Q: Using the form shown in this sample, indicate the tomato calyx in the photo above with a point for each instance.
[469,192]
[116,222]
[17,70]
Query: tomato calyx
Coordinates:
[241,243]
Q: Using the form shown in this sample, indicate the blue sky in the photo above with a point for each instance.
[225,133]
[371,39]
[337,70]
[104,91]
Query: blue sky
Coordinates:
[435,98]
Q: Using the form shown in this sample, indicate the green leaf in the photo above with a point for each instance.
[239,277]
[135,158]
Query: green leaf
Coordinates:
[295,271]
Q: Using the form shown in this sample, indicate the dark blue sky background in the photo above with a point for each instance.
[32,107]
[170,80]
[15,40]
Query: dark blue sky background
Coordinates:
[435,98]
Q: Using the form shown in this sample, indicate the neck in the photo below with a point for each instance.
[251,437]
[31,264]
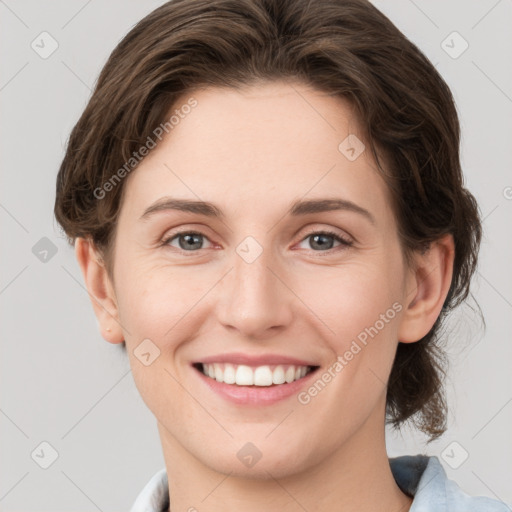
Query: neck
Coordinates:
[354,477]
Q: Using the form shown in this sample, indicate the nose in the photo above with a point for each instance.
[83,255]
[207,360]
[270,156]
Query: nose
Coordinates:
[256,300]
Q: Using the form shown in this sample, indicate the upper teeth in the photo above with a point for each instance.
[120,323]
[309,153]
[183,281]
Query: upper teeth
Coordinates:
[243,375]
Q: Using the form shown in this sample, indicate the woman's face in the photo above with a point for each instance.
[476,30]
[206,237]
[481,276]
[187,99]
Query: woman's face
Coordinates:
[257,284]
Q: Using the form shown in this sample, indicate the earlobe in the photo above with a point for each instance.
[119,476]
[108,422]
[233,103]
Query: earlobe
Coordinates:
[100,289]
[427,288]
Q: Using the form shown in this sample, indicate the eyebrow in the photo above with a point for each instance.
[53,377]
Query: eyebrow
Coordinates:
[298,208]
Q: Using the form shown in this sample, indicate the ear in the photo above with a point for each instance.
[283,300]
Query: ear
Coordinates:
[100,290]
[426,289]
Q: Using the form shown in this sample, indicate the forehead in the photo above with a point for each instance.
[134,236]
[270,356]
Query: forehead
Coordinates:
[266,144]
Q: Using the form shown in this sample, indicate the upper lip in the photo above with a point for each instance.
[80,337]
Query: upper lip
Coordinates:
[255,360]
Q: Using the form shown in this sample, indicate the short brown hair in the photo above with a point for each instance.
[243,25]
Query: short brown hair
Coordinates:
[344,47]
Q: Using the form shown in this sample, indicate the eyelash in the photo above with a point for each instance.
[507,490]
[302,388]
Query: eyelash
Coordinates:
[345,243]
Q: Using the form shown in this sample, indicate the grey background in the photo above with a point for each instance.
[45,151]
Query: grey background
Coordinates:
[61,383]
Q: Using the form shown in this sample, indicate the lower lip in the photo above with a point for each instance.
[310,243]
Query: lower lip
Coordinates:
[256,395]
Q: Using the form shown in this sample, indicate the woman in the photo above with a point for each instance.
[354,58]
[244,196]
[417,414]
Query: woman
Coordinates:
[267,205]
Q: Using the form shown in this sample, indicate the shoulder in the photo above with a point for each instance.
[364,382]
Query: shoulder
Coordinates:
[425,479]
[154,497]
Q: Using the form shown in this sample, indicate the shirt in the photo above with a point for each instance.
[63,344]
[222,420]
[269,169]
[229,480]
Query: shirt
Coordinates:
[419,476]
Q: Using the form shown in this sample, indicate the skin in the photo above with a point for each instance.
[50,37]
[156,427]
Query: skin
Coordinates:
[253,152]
==
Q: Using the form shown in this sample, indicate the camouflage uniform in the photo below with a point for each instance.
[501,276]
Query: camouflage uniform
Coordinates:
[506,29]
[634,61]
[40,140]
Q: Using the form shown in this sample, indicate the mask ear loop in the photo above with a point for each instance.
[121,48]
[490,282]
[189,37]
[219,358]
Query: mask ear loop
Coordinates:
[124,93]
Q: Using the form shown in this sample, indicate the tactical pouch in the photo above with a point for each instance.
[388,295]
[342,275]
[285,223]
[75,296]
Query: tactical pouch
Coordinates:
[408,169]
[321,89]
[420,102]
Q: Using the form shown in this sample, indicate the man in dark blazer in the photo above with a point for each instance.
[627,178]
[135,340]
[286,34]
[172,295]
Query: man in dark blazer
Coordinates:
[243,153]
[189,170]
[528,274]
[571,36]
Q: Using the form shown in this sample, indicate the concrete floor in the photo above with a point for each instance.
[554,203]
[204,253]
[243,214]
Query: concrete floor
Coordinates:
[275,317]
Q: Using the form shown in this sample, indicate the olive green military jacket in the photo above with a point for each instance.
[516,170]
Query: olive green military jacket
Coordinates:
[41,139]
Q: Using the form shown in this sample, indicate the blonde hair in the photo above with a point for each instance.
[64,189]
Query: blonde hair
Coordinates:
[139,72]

§ Your task
Tally the lines of the material above that contain the word "calyx", treating case as significant, and give only the number.

§ Answer below
2